■ Source records
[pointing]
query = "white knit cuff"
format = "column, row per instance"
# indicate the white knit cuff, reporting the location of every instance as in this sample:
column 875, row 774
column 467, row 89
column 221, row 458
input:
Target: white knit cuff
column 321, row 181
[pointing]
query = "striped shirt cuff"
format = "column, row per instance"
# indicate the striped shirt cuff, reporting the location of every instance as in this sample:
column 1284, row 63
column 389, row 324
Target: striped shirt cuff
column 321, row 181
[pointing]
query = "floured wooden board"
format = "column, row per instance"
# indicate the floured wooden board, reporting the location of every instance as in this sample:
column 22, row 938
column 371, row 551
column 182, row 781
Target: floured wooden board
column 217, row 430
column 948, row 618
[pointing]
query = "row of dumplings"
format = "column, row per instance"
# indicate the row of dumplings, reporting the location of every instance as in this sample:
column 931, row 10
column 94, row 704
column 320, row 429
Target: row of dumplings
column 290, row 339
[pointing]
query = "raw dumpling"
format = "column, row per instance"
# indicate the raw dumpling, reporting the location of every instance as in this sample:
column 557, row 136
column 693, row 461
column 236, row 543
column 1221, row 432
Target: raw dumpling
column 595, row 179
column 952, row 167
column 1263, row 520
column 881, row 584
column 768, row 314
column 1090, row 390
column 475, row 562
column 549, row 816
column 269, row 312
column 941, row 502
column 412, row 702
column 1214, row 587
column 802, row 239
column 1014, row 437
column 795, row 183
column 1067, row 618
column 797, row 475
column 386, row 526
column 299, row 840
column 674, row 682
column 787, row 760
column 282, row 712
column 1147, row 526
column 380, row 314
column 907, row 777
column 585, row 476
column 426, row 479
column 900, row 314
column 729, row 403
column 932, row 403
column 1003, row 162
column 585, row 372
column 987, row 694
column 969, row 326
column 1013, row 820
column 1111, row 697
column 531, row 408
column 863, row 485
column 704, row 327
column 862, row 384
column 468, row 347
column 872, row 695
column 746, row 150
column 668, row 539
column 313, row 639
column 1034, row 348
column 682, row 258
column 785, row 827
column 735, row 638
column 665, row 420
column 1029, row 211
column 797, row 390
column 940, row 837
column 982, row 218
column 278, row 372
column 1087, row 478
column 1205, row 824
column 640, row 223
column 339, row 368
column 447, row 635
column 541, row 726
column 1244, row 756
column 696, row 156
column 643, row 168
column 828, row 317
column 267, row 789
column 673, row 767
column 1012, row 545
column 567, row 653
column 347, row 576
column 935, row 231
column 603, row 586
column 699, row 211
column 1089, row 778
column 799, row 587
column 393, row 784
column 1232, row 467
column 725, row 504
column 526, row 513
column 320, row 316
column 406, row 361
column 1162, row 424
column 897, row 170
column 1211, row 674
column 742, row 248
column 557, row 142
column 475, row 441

■ Request
Copy all of the data above line for line, leaving every character unchanged.

■ Response to the task
[pointing]
query = "white knit cuff"
format = "column, row per instance"
# indicate the white knit cuff, reporting the location of every instance as in this sample:
column 875, row 774
column 467, row 89
column 221, row 458
input:
Target: white knit cuff
column 321, row 181
[pointing]
query = "striped shirt cuff"
format = "column, row per instance"
# indicate the striped shirt cuff, reporting the location of every instance as in this sample:
column 1284, row 63
column 389, row 324
Target: striped shirt cuff
column 321, row 181
[pointing]
query = "floured wooden board"
format = "column, row per instance"
# indicate the floured wooden board, reporting the location of every instance as in this sample:
column 22, row 938
column 371, row 551
column 182, row 781
Target: floured wooden board
column 217, row 430
column 948, row 618
[pointing]
query = "row of dumplings"
format = "column, row per instance"
# indicate the row of dumplings, reporting the location of every instance as in this sample:
column 931, row 10
column 94, row 704
column 320, row 429
Target: row of dumplings
column 290, row 339
[pointing]
query = "raw dumpling"
format = "column, row per instance"
# indicate the raw dumpling, reporting the location of every instance as in this sample:
column 557, row 136
column 693, row 461
column 236, row 543
column 1221, row 432
Target: raw dumpling
column 595, row 179
column 952, row 167
column 1263, row 520
column 881, row 584
column 768, row 314
column 1090, row 390
column 475, row 562
column 549, row 816
column 269, row 312
column 941, row 502
column 412, row 702
column 1214, row 587
column 802, row 239
column 1014, row 437
column 795, row 183
column 1067, row 618
column 797, row 475
column 386, row 526
column 299, row 840
column 674, row 682
column 787, row 760
column 282, row 712
column 1147, row 526
column 380, row 314
column 907, row 777
column 585, row 476
column 426, row 479
column 900, row 314
column 729, row 403
column 932, row 403
column 1003, row 162
column 585, row 372
column 987, row 694
column 969, row 326
column 1013, row 820
column 1111, row 697
column 531, row 408
column 863, row 485
column 704, row 327
column 862, row 384
column 468, row 347
column 872, row 695
column 746, row 150
column 668, row 539
column 313, row 639
column 1034, row 348
column 682, row 258
column 785, row 827
column 735, row 638
column 665, row 420
column 1029, row 211
column 797, row 390
column 940, row 837
column 982, row 218
column 278, row 372
column 1087, row 478
column 1205, row 824
column 640, row 223
column 339, row 368
column 447, row 635
column 541, row 726
column 1244, row 756
column 696, row 156
column 643, row 168
column 828, row 317
column 267, row 789
column 673, row 767
column 1012, row 545
column 567, row 653
column 347, row 576
column 935, row 231
column 603, row 586
column 699, row 211
column 1089, row 778
column 799, row 587
column 393, row 784
column 1232, row 467
column 725, row 504
column 526, row 513
column 320, row 316
column 406, row 361
column 1162, row 424
column 897, row 170
column 1211, row 674
column 742, row 248
column 557, row 142
column 475, row 441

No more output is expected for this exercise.